Bielefeld. Wer sich am Sonntag in die Innenstadt aufgemacht hatte, durfte sich auf einiges und vor allem auf Unerwartetes gefasst machen – wann etwa wird man sonst von einem waschechten Seeräuber direkt an der Rathausstraße begrüßt? „Ahoi!“, raunt Pirat Kapitän Flunker erstaunten Passanten entgegen. „Habt Ihr Fischbrötchen dabei?“
Hatten sie natürlich nicht – dafür aber wie Tausende weitere Besucher eine große Portion Neugierde, Freude an Musik und an charmant dargebotener Kleinkunst. Für einen ganzen Nachmittag hatte sich die Bielefelder Innenstadt für das Festival „Hut ab!“ in eine riesige und äußerst lebendige Bühne verwandelt, auf der es praktisch an jeder Ecke etwas Neues zu entdecken gab. Bei nahezu perfektem Wetter strömten die Besucher durch die Stadt, um die Darbietungen der mehr als 100 Künstler aus aller Welt zu erleben.
Einer von ihnen war Gilad Shabtay aus Israel, der auf dem Alten Markt als „The Ambiguous Vagabond“ besonders unter den Kindern auf einen Schlag einen ganzen Fanclub gewonnen hat. Gleich reihenweise klappen die Münder auf, als der Vagabund auf Stelzen stehend Bälle und seinen Hut durch die Luft wirbeln lässt.
Bei „Hut ab!“ sind viele Künstler in Bielefeld
Stichwort Stelzen: Von weitem schon zu sehen waren die Geier Chill & Schorsch vom Bielefelder Stelzentheater. Als sie die Niedernstraße herunterstaksten, ging der vierjährige Leon lieber vorsichtshalber hinter seiner Mutter in Deckung – auch wenn sich wenig später herausstellt, dass die schrägen Vögel eigentlich ganz nette Zeitgenossen sind.
Damit fügen sie sich perfekt in die Atmosphäre von „Hut ab!“. Trotz der etwas frischen Temperaturen entwickelte sich in der Altstadt und drumherum eine Stimmung, wie man sie sonst eher aus Städten in Italien oder Südfrankreich kennt: Die Bielefelder genießen die Sonne, das Spektakel und das Leben.
• • • • •
AUFGABEN
1 – Bitte gib aus dem Bericht über das Festival in Bielefeld alles von „Einer von ihnen“ bis hinunter zu „nette Zeitgenossen sind.“ noch einmal wieder und ersetze darin „Vagabund“ durch „Straßenkünstler“.
2 – Knüpf an den Bericht über das Festival in Bielefeld an und schreib ihn nach seinem letzten Satz weiter.

MATERIAL
• • • • •
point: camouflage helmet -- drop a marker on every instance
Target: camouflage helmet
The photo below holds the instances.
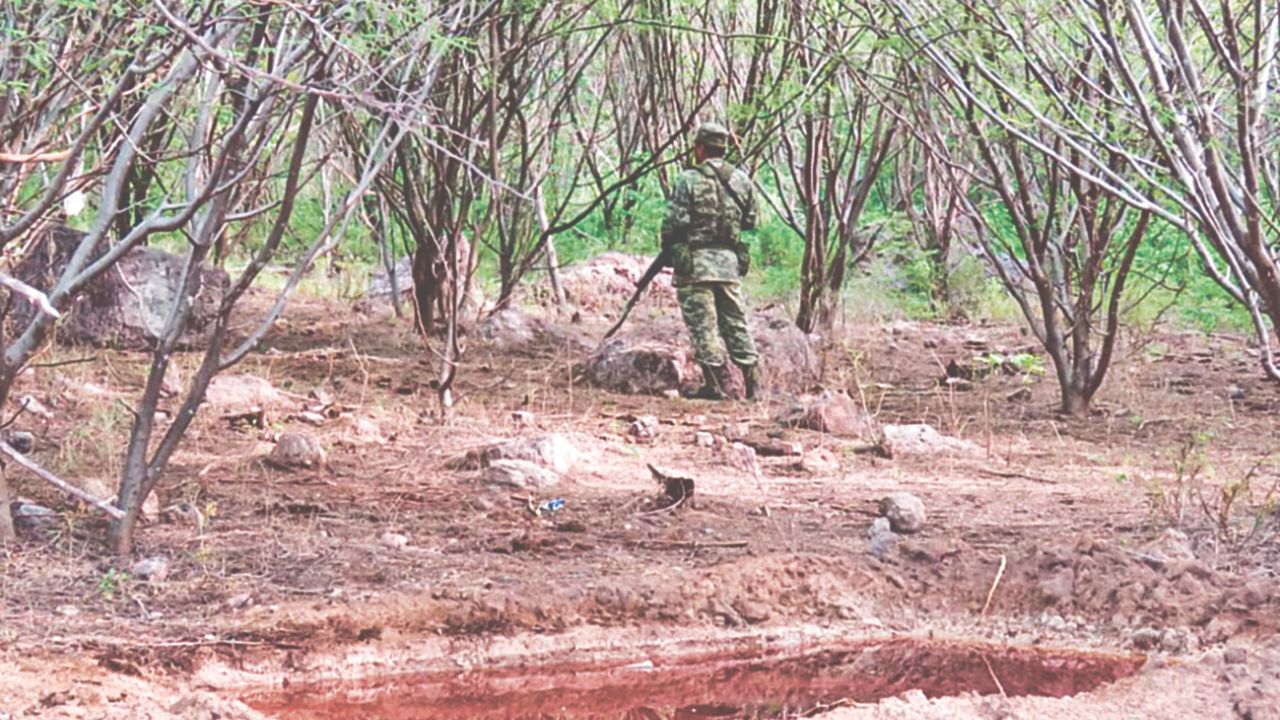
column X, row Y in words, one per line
• • • • •
LÖSUNGEN
1 –
Einer von ihnen war Gilad Shabtay aus Israel, der auf dem Alten Markt als „The Ambiguous Vagabond“ besonders unter den Kindern auf einen Schlag einen ganzen Fanclub gewonnen hat. Gleich reihenweise klappen die Münder auf, als der Straßenkünstler auf Stelzen stehend Bälle und seinen Hut durch die Luft wirbeln lässt.
Bei „Hut ab!“ sind viele Künstler in Bielefeld
Stichwort Stelzen: Von weitem schon zu sehen waren die Geier Chill & Schorsch vom Bielefelder Stelzentheater. Als sie die Niedernstraße herunterstaksten, ging der vierjährige Leon lieber vorsichtshalber hinter seiner Mutter in Deckung – auch wenn sich wenig später herausstellt, dass die schrägen Vögel eigentlich ganz nette Zeitgenossen sind.

2 –
Und dazu gehört für viele auch das gepflegte Shopping: Denn parallel zum Festival öffneten zahlreiche Geschäfte der Innenstadt von 13 bis 18 Uhr ihre Türen. Und auch hier gab es für die Organisatoren einigen Grund zum Strahlen. „Wir hatten ab dem Mittag eine sehr hohe Frequenz“, freut sich Dominik Heuer vom Café Knigge als Vertreter der City-Werbegemeinschaft rund um die Bahnhofstraße über Besucherzahlen „deutlich über denen vom Vorjahr“. Die Kombination aus kostenloser Kultur und verkaufsoffenem Sonntag habe in den vergangenen Jahren deutlich an Format gewonnen. „Das ist genau das, was sich die Menschen wünschen – es bringt Leben in die Stadt.“ Das sieht Saskia Twardawsky, Managerin des Loom, ganz ähnlich – immerhin zog im Verlauf des Nachmittages plötzlich und auch für die Veranstalter überraschend eine Polonaise kreuz und quer durch das Shopping-Center.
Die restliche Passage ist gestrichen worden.